Письма товарища Сухова
"Душа моя рвется к вам, ненаглядная Катерина Матвеевна, как журавль в небо. Однако случилась у нас небольшая заминка... Полагаю, суток на трое, не более, а именно: мне, как сознательному бойцу, поручили сопроводить группу товарищей с братского Востока. Отметить надобно - народ подобрался покладистый, можно сказать, душевный, с огоньком, так что ноги мои бегут по горячим пескам в обратную сторону, потому как долг революционный нас к тому обязывает.
Все войны похожи. Все. Можно брать любой фильм, мемуары, рассказы, книгу о войне и читать (слушать , смотреть) все, как будто это происходит сегодня. Когда начинаешь писать, то понимаешь, что все это уже было написано, давно и гораздо лучше. Как, например, эти письма товарища Сухова, поражающие, до слез своей неприкрытой схожестью.
Вот, например, известный Ремарк «На Западном фронте без перемен»:
Ни для кого на свете земля не означает так много, как для солдата. В те минуты, когда он приникает к ней, долго и крепко сжимая её в своих объятиях, когда под огнем страх смерти заставляет его глубоко зарываться в неё лицом и всем своим телом, она его единственный друг, его брат, его мать. Ей, безмолвной надёжной заступнице, стоном и криком поверяет он свой страх и свою боль, и она принимает их и снова отпускает его на десять секунд, — десять секунд перебежки, ещё десять секунд жизни, — и опять подхватывает его, чтобы укрыть, порой навсегда.
Еще в этот момент все говорят о бессильной злобе. Всепоглощающей, от невозможности влияния на происходящее. При боевом столкновении все понятно и все зависит от тебя, а при обстрелах, только от Бога, Судьбы, Фатума. Поэтому тут сильно развита символика, тотемы, амулеты, ладанки, иконки, всякие приметы.
Попавший под мобилизацию православный пастор с Ривенщины отказался брать в руки оружие. Чего тогда сюда приехал, спрашиваю. Бог привел, говорит, а я не могу противится воли власти, потому как всякая власть от Бога. Простится выйти за периметр и посетить молебенный дом. Я говорю, а если командование запретит. Подчинюсь, говорит, нельзя так нельзя. Зачем тебе молитвенный дом, если ты не принимаешь иконы, церкви (не баптист, не адвентист). Хорошо, говорит, можно тогда я тут с вами помолюсь. Хорошо, давай помолимся, говорю. И он в течении пяти минут просил Бога о нашем здравии, о здравии всех наших родных, о мире на Украине, о выздоровлении болящих, и процветании всех людей, о терпении ждущих матерей, жен и детей. У меня аж слезы выступили. Сказал спасибо и ушел. А я сижу такой весь чистый, как после душа и понимаю, что только что тут был ангел.

══════════

## Поставленная задача 1
Сможете дословно воспроизвести часть выбранного отрывка между словами «Все войны похожи.» и «своей неприкрытой схожестью.» включительно?
Отрывок и записи являются самостоятельными материалами и друг с другом не связаны.

══════════

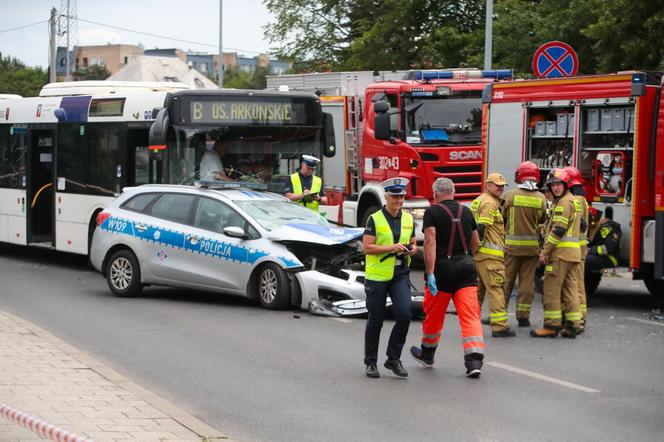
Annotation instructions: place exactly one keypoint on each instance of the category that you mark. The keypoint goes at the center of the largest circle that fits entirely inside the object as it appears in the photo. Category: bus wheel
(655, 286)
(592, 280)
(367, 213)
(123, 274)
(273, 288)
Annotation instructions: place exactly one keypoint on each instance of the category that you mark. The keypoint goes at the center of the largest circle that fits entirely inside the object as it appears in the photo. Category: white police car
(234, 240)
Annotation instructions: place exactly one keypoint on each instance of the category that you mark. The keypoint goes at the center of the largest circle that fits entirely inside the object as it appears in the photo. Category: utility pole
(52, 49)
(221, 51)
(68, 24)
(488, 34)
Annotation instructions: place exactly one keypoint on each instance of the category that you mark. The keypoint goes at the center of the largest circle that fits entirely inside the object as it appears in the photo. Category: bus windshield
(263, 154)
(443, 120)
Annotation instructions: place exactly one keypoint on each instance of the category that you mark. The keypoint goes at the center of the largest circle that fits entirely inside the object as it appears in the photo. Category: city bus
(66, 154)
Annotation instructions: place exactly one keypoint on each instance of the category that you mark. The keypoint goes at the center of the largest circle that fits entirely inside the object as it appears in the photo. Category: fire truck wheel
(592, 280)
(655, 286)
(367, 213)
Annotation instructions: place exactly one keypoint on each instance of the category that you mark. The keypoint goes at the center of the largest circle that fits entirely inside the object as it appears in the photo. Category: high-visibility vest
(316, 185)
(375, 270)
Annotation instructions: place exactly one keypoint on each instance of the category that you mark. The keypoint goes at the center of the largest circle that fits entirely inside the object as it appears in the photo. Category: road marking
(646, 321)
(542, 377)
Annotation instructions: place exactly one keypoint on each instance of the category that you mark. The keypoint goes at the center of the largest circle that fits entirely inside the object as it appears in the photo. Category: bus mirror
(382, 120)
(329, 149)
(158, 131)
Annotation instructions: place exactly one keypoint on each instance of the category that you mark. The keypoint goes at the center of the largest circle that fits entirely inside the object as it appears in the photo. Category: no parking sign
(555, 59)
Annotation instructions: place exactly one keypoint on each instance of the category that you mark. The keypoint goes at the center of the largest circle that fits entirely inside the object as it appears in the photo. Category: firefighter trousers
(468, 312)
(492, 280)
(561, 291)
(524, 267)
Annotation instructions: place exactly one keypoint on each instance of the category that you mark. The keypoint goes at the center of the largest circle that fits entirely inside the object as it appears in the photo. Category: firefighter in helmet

══════════

## Поставленная задача 2
Какие строки записей содержат слово «city»? Определите их и выпишите каждую полностью.

## Решение задачи 1
Все войны похожи. Все. Можно брать любой фильм, мемуары, рассказы, книгу о войне и читать (слушать , смотреть) все, как будто это происходит сегодня. Когда начинаешь писать, то понимаешь, что все это уже было написано, давно и гораздо лучше. Как, например, эти письма товарища Сухова, поражающие, до слез своей неприкрытой схожестью.

## Решение задачи 2
Annotation instructions: place exactly one keypoint on each instance of the category that you mark. The keypoint goes at the center of the largest circle that fits entirely inside the object as it appears in the photo. Category: city bus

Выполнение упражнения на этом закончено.